'''
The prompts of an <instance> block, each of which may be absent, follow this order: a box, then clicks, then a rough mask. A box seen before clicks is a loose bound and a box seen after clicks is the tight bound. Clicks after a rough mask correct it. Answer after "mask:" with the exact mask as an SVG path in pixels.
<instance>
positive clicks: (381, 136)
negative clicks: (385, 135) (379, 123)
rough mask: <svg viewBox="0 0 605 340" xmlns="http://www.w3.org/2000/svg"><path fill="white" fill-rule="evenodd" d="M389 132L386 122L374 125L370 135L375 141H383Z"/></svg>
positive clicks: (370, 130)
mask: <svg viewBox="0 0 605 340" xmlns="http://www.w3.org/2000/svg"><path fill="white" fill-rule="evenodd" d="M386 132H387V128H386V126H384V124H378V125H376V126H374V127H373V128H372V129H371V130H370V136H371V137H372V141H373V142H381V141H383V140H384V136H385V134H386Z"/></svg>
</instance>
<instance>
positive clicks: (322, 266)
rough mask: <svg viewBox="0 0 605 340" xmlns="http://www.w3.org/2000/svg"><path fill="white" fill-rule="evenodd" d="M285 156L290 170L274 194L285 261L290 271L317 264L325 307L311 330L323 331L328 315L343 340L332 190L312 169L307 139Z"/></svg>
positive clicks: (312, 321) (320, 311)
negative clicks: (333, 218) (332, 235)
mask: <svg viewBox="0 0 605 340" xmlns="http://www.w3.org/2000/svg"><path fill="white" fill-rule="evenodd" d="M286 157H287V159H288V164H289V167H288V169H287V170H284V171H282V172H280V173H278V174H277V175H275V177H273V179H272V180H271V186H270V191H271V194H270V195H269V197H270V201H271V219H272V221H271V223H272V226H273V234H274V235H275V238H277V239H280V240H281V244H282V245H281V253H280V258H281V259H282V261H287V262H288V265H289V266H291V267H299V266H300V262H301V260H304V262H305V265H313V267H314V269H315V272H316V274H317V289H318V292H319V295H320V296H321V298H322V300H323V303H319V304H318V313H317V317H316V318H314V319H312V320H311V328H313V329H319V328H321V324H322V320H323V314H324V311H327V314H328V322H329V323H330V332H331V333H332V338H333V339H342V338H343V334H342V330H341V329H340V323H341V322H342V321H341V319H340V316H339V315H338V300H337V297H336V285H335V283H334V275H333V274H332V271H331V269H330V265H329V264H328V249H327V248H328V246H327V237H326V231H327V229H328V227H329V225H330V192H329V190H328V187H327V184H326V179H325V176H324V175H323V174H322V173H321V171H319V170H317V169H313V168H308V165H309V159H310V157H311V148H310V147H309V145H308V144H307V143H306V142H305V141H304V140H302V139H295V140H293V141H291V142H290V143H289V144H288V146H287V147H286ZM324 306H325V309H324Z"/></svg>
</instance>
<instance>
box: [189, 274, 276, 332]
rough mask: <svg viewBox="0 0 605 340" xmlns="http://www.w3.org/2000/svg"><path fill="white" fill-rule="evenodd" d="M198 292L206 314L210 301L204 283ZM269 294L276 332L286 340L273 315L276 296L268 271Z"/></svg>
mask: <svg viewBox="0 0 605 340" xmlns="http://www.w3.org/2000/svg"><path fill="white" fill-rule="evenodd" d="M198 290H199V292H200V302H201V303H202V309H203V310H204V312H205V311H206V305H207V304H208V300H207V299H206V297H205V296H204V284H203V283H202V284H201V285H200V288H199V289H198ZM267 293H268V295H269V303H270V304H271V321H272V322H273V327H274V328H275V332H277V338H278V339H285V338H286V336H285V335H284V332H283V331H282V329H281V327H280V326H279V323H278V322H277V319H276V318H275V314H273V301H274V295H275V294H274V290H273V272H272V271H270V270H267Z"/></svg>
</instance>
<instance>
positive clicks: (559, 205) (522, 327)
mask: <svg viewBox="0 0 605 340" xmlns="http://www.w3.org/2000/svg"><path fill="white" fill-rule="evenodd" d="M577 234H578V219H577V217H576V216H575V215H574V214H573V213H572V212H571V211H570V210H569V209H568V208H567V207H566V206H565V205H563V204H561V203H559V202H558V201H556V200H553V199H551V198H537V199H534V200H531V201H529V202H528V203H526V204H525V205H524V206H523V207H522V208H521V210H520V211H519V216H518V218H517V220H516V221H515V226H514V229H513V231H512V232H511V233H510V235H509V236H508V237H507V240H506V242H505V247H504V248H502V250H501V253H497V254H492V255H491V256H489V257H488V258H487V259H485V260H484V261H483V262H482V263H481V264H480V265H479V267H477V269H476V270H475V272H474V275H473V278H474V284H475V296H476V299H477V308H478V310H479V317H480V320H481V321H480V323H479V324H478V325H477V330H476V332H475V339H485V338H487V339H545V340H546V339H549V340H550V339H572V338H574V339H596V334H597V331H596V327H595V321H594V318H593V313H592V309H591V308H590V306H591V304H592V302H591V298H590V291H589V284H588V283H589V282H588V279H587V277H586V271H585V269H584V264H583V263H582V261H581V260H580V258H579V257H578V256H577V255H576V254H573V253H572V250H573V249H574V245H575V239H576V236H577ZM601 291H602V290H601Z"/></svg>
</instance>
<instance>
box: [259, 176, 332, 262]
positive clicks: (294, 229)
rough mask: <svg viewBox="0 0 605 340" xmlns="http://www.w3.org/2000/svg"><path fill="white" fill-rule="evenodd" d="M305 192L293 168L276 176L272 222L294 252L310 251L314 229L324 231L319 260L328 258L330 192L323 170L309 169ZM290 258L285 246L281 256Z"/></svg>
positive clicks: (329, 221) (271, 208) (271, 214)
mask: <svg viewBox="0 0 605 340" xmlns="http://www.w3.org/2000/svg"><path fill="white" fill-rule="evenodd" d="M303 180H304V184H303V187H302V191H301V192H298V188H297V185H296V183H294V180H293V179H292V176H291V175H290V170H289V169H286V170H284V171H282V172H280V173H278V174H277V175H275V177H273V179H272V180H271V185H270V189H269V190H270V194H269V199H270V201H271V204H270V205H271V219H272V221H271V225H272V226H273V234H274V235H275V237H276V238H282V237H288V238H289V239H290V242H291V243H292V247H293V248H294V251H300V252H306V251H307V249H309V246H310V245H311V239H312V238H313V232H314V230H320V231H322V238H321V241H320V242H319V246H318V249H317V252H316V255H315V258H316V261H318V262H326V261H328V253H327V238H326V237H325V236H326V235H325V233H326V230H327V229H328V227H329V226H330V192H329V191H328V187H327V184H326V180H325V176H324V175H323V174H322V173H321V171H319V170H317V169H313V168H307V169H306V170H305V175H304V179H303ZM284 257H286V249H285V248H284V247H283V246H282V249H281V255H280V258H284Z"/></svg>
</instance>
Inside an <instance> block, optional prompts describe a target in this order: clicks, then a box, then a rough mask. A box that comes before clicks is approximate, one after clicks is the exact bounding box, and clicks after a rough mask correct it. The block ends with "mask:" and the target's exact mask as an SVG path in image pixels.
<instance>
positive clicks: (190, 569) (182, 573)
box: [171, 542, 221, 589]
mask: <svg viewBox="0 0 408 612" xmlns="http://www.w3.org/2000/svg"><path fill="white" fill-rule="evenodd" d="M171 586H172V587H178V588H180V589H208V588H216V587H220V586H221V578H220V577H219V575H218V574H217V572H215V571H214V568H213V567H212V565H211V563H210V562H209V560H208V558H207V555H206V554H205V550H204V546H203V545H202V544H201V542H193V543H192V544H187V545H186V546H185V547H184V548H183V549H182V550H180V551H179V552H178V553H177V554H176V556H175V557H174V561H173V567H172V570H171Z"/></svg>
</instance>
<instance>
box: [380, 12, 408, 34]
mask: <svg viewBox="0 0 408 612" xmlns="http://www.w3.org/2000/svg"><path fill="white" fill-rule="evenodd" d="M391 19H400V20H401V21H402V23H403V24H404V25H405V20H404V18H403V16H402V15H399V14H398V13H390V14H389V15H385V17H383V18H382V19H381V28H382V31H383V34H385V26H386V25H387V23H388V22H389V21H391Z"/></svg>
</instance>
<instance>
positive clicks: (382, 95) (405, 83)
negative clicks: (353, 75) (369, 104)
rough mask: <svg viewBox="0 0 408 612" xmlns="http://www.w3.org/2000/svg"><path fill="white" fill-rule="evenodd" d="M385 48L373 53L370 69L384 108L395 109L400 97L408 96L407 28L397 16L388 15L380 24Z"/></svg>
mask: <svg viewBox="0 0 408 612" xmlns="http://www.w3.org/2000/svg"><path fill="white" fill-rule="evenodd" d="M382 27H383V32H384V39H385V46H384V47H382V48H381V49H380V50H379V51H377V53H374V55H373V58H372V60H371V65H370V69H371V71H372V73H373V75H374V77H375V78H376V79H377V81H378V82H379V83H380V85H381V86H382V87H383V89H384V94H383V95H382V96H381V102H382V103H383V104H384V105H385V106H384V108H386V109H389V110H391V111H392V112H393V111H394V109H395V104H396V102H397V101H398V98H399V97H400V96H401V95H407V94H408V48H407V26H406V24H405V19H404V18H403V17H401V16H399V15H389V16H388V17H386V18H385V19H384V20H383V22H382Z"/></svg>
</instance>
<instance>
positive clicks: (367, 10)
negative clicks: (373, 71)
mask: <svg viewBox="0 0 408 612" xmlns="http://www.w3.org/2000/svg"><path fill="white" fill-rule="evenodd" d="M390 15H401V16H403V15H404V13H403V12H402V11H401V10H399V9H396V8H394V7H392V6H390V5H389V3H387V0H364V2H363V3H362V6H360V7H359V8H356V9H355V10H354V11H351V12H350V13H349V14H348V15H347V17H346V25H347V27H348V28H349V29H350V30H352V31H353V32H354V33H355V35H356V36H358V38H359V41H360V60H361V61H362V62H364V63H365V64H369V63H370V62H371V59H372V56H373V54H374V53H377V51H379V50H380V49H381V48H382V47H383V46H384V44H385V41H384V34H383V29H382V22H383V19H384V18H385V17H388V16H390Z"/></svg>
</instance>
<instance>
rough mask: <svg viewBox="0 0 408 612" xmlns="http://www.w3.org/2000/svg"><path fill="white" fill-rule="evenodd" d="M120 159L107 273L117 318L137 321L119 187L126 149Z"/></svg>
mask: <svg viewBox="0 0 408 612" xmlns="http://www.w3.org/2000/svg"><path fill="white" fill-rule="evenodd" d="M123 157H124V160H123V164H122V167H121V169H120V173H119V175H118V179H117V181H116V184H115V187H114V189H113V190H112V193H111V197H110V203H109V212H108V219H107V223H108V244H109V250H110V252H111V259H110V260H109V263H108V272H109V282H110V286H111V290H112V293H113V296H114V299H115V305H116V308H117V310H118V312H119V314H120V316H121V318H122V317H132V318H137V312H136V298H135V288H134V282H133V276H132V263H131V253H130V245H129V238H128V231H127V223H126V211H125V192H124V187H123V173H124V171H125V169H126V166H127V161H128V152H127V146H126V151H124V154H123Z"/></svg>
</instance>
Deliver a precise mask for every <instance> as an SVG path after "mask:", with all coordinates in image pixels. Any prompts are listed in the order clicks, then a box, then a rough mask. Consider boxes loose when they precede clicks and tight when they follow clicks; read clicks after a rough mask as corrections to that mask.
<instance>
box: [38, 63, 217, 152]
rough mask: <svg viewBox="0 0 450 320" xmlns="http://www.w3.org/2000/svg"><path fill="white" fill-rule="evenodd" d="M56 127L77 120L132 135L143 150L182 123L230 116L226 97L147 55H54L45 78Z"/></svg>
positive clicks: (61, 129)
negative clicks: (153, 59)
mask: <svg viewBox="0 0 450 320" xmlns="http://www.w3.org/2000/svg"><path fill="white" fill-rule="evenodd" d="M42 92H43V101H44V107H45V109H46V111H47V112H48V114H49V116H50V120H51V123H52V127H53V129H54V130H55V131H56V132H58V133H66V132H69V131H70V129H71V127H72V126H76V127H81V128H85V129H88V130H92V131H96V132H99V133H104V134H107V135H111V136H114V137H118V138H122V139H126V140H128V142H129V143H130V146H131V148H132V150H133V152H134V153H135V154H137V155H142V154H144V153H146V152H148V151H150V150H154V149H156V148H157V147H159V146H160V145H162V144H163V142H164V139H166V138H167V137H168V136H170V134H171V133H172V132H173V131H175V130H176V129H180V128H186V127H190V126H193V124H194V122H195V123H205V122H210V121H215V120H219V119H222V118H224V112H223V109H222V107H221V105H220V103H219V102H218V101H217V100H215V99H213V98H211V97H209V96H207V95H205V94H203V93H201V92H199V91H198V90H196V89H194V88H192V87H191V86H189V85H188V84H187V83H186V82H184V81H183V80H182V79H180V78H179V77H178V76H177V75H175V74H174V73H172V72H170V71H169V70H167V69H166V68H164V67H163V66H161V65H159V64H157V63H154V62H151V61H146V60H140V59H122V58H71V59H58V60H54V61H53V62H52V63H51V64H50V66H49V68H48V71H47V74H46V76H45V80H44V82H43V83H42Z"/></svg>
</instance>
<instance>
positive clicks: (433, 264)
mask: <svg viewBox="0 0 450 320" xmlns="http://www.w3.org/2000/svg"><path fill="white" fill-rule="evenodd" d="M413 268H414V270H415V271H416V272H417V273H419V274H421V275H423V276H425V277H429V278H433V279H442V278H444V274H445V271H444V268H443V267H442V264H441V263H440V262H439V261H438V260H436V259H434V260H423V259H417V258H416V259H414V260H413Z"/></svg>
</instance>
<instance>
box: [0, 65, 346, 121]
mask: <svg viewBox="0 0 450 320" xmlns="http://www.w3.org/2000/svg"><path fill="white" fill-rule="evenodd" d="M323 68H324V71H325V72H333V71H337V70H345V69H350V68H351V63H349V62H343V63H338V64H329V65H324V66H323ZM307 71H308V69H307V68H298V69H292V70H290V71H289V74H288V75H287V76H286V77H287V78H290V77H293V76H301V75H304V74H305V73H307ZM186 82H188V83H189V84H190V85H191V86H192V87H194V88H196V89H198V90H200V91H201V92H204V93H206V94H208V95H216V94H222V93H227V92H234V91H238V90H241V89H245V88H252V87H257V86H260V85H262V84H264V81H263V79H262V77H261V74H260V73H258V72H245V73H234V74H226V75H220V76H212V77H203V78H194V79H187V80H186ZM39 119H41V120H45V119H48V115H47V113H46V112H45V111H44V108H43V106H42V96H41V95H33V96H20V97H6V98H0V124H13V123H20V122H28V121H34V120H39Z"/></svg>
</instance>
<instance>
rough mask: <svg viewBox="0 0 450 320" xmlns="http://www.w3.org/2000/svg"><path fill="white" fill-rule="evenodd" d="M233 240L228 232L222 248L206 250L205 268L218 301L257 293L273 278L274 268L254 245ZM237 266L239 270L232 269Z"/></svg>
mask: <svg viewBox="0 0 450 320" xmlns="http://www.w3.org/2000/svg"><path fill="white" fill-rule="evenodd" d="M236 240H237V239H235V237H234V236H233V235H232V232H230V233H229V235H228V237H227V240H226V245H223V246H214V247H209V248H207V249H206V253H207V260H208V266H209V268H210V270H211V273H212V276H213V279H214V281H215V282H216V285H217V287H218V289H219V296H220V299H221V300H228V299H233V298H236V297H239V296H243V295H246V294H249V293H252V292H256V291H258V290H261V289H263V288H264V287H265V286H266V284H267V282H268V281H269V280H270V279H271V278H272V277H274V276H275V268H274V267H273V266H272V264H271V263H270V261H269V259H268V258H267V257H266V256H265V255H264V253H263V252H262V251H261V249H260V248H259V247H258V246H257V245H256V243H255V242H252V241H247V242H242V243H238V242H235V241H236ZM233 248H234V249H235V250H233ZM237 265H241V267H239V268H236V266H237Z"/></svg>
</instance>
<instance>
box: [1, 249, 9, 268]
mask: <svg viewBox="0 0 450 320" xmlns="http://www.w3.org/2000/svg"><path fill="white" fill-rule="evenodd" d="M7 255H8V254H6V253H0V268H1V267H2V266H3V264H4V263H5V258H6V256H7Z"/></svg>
'''
• Task goal:
Pull out each line of the material above that contains the word "negative", and list those lines in the order they appear.

• Reply:
negative clicks: (385, 135) (379, 123)
negative clicks: (333, 218) (332, 235)
negative clicks: (353, 75) (369, 104)
negative clicks: (373, 71)
negative clicks: (153, 59)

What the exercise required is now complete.